EXERCISE PROMPT
So that nothing is lost, transcribe each line of the records exactly.
--- SOURCE RECORDS ---
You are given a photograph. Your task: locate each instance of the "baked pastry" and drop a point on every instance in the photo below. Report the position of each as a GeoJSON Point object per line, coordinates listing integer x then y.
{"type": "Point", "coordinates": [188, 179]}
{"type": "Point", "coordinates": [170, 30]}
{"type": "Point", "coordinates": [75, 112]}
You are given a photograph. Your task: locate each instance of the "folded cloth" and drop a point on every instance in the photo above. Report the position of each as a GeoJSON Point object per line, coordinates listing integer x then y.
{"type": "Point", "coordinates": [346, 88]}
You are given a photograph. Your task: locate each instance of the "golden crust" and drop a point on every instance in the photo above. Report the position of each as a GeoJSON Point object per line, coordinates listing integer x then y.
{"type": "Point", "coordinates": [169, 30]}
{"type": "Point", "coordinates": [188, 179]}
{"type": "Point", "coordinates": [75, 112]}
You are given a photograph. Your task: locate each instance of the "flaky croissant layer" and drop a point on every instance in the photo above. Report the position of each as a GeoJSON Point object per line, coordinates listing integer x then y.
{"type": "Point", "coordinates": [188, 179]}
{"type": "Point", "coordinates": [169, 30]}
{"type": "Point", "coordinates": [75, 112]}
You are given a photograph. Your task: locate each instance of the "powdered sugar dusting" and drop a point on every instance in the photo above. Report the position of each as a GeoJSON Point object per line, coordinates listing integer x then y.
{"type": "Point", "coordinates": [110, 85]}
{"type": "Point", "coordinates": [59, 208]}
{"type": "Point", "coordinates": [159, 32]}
---
THE COMPLETED TASK
You are given a photograph. Your task: locate each instance of the "baked pastry" and drop a point on every instance in the photo below. Report the position of each as a GeoJSON Point object per line, coordinates listing integer x then y.
{"type": "Point", "coordinates": [188, 179]}
{"type": "Point", "coordinates": [170, 30]}
{"type": "Point", "coordinates": [75, 112]}
You are given a photograph. Your task: locate each instance of the "folded cloth" and drop a point on every instance in the photo above. Report the position of each as a GeoJSON Point object per line, coordinates listing integer x then y.
{"type": "Point", "coordinates": [346, 88]}
You are given a photograph. Your task: locate each instance of the "golden crust" and drop a point on every instance in the photo above. Report the position of each as a GeoJSON Point object per line, coordinates listing integer x then y.
{"type": "Point", "coordinates": [169, 30]}
{"type": "Point", "coordinates": [188, 179]}
{"type": "Point", "coordinates": [75, 112]}
You are given a photograph. Your task: locate each instance of the "flaky croissant layer" and drop a point on every instance in the photo above. Report the position of each as a GeoJSON Point object per line, coordinates listing integer x then y.
{"type": "Point", "coordinates": [188, 179]}
{"type": "Point", "coordinates": [169, 30]}
{"type": "Point", "coordinates": [75, 112]}
You are given a photograph. Your task: locate each instance of the "powdered sugar dusting" and drop a point on every instance in the photo above. Report the position of each as a GeoJSON Point object per line, coordinates listing integer x then y.
{"type": "Point", "coordinates": [110, 85]}
{"type": "Point", "coordinates": [59, 208]}
{"type": "Point", "coordinates": [159, 32]}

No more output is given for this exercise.